"""
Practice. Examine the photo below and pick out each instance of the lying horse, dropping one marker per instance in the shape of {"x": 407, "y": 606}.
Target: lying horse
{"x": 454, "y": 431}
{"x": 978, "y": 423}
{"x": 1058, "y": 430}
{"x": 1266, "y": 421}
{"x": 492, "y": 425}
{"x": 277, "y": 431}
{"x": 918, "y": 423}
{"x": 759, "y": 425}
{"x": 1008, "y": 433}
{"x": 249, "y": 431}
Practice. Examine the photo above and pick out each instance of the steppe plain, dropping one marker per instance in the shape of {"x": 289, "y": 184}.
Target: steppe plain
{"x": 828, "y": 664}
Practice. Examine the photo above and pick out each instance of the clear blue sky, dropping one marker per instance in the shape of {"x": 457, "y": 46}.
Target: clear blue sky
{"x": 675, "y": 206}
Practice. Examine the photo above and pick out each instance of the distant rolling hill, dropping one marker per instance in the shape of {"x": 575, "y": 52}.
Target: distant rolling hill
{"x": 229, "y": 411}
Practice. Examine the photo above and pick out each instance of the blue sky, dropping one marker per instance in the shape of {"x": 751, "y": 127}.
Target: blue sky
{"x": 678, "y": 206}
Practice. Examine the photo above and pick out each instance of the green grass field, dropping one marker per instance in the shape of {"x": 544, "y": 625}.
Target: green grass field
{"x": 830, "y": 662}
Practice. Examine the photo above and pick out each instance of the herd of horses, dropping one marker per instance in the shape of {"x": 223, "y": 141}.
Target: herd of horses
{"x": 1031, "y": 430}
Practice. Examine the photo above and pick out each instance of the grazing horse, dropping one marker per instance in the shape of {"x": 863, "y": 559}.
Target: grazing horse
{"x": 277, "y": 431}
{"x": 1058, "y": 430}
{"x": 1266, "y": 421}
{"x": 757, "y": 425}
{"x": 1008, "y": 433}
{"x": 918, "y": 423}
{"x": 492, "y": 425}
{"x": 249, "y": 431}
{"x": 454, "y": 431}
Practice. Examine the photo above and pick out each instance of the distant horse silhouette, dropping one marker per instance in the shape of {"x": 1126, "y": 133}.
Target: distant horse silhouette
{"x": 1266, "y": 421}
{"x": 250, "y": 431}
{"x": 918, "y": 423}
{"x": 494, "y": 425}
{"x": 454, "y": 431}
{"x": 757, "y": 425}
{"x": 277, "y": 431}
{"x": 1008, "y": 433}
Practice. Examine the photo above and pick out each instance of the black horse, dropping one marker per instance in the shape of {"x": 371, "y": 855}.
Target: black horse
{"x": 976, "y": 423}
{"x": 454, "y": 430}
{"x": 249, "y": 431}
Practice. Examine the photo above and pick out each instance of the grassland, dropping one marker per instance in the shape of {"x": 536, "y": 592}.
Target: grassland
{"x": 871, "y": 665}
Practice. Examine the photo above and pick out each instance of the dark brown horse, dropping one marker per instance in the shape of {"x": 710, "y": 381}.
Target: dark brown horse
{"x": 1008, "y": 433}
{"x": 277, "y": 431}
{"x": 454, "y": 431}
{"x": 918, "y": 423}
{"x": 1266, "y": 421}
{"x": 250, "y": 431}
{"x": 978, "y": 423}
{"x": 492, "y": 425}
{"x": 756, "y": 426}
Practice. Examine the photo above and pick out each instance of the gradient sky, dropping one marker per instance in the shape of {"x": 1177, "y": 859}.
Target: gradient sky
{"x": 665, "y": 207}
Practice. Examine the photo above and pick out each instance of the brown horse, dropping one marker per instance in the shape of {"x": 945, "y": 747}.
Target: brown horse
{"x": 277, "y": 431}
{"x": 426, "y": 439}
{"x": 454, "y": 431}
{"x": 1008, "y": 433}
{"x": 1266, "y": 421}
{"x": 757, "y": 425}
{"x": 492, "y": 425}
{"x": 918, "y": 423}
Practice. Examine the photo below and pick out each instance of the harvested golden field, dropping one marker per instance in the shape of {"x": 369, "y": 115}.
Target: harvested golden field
"""
• **WHAT YOU NEED TO DO**
All entries should be restated word for word.

• **OUTPUT OF THE EXERCISE**
Practice. Examine the photo below and pick out each instance of the lying horse, dropping one marker per instance in the shape of {"x": 407, "y": 606}.
Target: lying horse
{"x": 454, "y": 431}
{"x": 978, "y": 423}
{"x": 1058, "y": 430}
{"x": 1266, "y": 421}
{"x": 492, "y": 425}
{"x": 277, "y": 431}
{"x": 918, "y": 423}
{"x": 759, "y": 425}
{"x": 1008, "y": 433}
{"x": 249, "y": 431}
Practice. Examine the photo above and pick out each instance of the steppe plain, dropping one marker per instance in the shape of {"x": 289, "y": 184}.
Target: steppe plain
{"x": 828, "y": 664}
Practice. Examine the photo above and pick out each instance of the clear blue sky, dropping one marker per instance in the shape of {"x": 457, "y": 46}.
Target: clear blue sky
{"x": 675, "y": 206}
Practice. Examine the photo above and pick out each instance of the distant rolling hill, dropping one marker per instance in the shape of {"x": 575, "y": 52}.
Target: distant rolling hill
{"x": 229, "y": 411}
Practice. Examine the photo above and pick out each instance of the blue sky, dropping one marker per instance in the shape of {"x": 751, "y": 127}.
Target: blue sky
{"x": 678, "y": 206}
Practice. Examine the photo above and pick out each instance of the green grass field, dropping one marker per instance in the shape of {"x": 544, "y": 625}.
Target: green grass field
{"x": 830, "y": 662}
Practice. Examine the photo above and pick out each instance of the herd of horses, dropping one marker per instance in the shape of {"x": 223, "y": 141}.
Target: herd of horses
{"x": 1031, "y": 430}
Practice. Examine the photo above and pick out each instance of the grazing horse, dropping one marker per instance in the shape of {"x": 863, "y": 559}.
Target: grazing horse
{"x": 277, "y": 431}
{"x": 1058, "y": 430}
{"x": 1266, "y": 421}
{"x": 757, "y": 425}
{"x": 1008, "y": 433}
{"x": 918, "y": 423}
{"x": 492, "y": 425}
{"x": 249, "y": 431}
{"x": 454, "y": 431}
Practice. Examine the photo above and pick out each instance of the distant horse silhouette, dropping one marker per instance in the shape of {"x": 1126, "y": 133}.
Target: distant horse silhouette
{"x": 1266, "y": 421}
{"x": 250, "y": 431}
{"x": 918, "y": 423}
{"x": 494, "y": 425}
{"x": 454, "y": 431}
{"x": 757, "y": 425}
{"x": 277, "y": 431}
{"x": 1008, "y": 433}
Practice. Examine the photo above and pick out each instance of the black horse, dropping one marker per instance in the shape of {"x": 371, "y": 855}.
Target: black horse
{"x": 976, "y": 423}
{"x": 454, "y": 430}
{"x": 249, "y": 431}
Practice. Examine the photo above and pick out each instance of the grassland, dropping one marker per instance in the shape of {"x": 536, "y": 592}.
Target: grassland
{"x": 871, "y": 665}
Practice. Examine the photo above and pick out each instance of the dark brown horse, dropping one marker per instance in the shape of {"x": 710, "y": 381}.
Target: dark brown horse
{"x": 1008, "y": 433}
{"x": 277, "y": 431}
{"x": 454, "y": 431}
{"x": 918, "y": 423}
{"x": 1266, "y": 421}
{"x": 250, "y": 431}
{"x": 978, "y": 423}
{"x": 492, "y": 425}
{"x": 756, "y": 426}
Practice. Examine the photo above and pick out each instance of the gradient sky, dropping one marker per instance in the shape of {"x": 1177, "y": 859}.
Target: gradient sky
{"x": 665, "y": 207}
Practice. Examine the photo above and pick out each instance of the brown horse, dropping one marker per instance in the shape of {"x": 945, "y": 747}.
Target: brown horse
{"x": 277, "y": 431}
{"x": 426, "y": 439}
{"x": 454, "y": 431}
{"x": 1008, "y": 433}
{"x": 1266, "y": 421}
{"x": 757, "y": 425}
{"x": 492, "y": 425}
{"x": 918, "y": 423}
Practice. Examine the photo below and pick out each instance of the harvested golden field, dropping one marker per instance in the shape of {"x": 369, "y": 115}.
Target: harvested golden field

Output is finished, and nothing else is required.